**WORK TASK**
An exact copy of every record below is required, with the pictures left out.

**DATA IN THIS EXERCISE**

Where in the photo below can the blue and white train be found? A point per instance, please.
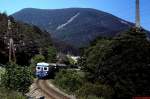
(44, 70)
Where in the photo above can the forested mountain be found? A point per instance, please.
(74, 26)
(28, 40)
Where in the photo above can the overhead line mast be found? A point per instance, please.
(137, 23)
(12, 56)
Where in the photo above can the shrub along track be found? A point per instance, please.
(49, 92)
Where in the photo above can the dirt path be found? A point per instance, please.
(48, 92)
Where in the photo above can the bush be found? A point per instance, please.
(68, 80)
(122, 63)
(17, 78)
(10, 94)
(96, 91)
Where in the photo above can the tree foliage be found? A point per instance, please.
(17, 78)
(68, 80)
(122, 63)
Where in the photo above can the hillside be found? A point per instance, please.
(28, 40)
(74, 26)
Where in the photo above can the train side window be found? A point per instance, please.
(38, 68)
(45, 68)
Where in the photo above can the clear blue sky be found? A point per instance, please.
(124, 9)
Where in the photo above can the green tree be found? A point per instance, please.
(17, 78)
(69, 80)
(123, 64)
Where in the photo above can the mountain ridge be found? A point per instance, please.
(75, 26)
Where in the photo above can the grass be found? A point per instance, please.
(8, 94)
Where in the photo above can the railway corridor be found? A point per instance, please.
(48, 91)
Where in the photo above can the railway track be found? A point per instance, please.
(49, 92)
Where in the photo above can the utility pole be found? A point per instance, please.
(137, 25)
(12, 56)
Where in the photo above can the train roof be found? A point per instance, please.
(42, 64)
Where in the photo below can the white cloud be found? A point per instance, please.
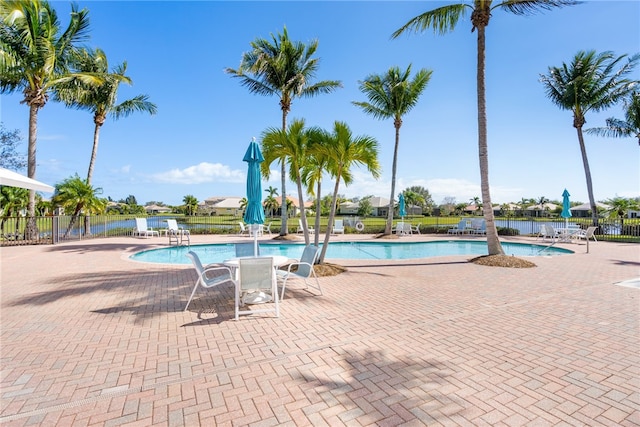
(199, 174)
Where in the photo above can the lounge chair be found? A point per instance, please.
(303, 269)
(243, 230)
(143, 230)
(177, 234)
(246, 249)
(301, 229)
(256, 285)
(587, 234)
(548, 232)
(338, 227)
(460, 229)
(208, 276)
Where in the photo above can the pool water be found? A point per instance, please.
(347, 250)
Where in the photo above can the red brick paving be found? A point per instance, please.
(90, 338)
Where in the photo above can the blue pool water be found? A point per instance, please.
(347, 250)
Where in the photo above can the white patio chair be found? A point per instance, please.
(303, 269)
(338, 227)
(177, 234)
(209, 276)
(256, 284)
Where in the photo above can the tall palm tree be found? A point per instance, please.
(101, 100)
(34, 58)
(630, 127)
(443, 20)
(591, 82)
(289, 147)
(393, 95)
(190, 204)
(270, 203)
(316, 164)
(76, 195)
(345, 151)
(284, 68)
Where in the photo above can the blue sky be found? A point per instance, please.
(177, 52)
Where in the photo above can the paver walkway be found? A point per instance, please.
(91, 338)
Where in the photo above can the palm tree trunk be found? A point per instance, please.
(303, 215)
(493, 243)
(283, 175)
(387, 228)
(31, 229)
(94, 152)
(316, 235)
(587, 173)
(332, 214)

**EXERCISE RESPONSE**
Where in the photo below can the blue and white train be found? A point per instance, please.
(44, 70)
Where in the photo above can the forested mountain be found? A point per instance, please.
(74, 26)
(28, 40)
Where in the photo above can the overhead line mast be found? A point per instance, please.
(137, 23)
(12, 56)
Where in the photo above can the shrub along track be found? A point per instance, please.
(49, 92)
Where in the photo above can the dirt path be found? A point per instance, please.
(48, 92)
Where in the photo above can the bush be found? A point per instance, please.
(68, 80)
(122, 63)
(17, 78)
(10, 94)
(96, 91)
Where in the photo above can the tree foliage be found? A point per instance, please.
(17, 78)
(68, 80)
(122, 63)
Where in the photo above can the hillside be found? A point per instance, please.
(28, 40)
(74, 26)
Where in the photo above can the train side window be found? A point per instance, please.
(38, 68)
(45, 68)
Where in the photo above can the clear blue sky be found? A point per instance, please.
(124, 9)
Where in the photo above can the green tree be found? A point per instance, please.
(17, 78)
(69, 80)
(123, 64)
Where in the photo above can the mountain ridge be found? A point per instance, please.
(75, 26)
Where in the photo above can the grass be found? A point per instance, please.
(8, 94)
Where in the photo above can the railway corridor be found? A point per instance, please.
(48, 91)
Where in the photo above can the railway track be found? A point per instance, please.
(49, 92)
Where in the photo above can the utility pole be found? A point per instance, please.
(137, 25)
(12, 56)
Where in the photo above can the train roof be found? A point per instance, please.
(42, 64)
Where in the photo below can the white cloud be found? A point per instance, please.
(199, 174)
Where in the photo above can the lounge chair be found? A point per instance, please.
(303, 269)
(243, 230)
(143, 230)
(177, 234)
(246, 249)
(301, 229)
(256, 285)
(587, 234)
(548, 232)
(338, 227)
(460, 229)
(208, 276)
Where in the photo above can the pool water be found? A point per instance, please.
(347, 250)
Where in the photo above can the red brick paving be found? A point per instance, please.
(90, 338)
Where in the photo above can the blue pool water be found? A point per instance, please.
(347, 250)
Where in the photo above can the white patio chair be found? A point per instance, please.
(303, 269)
(338, 227)
(177, 234)
(209, 276)
(256, 284)
Where in the photo above can the tall palm tree be found? A point per instance, please.
(101, 100)
(34, 58)
(630, 127)
(443, 20)
(591, 82)
(289, 147)
(393, 95)
(190, 204)
(270, 203)
(316, 164)
(76, 195)
(345, 151)
(284, 68)
Where in the photo above can the blue sky be found? A point per instance, please.
(177, 52)
Where in the photo above can the paver walkway be found? A point per instance, please.
(91, 338)
Where in the photo above can the palm tree trunk be found? A point per instance, please.
(303, 215)
(493, 243)
(283, 175)
(387, 228)
(31, 229)
(94, 152)
(316, 235)
(587, 173)
(332, 214)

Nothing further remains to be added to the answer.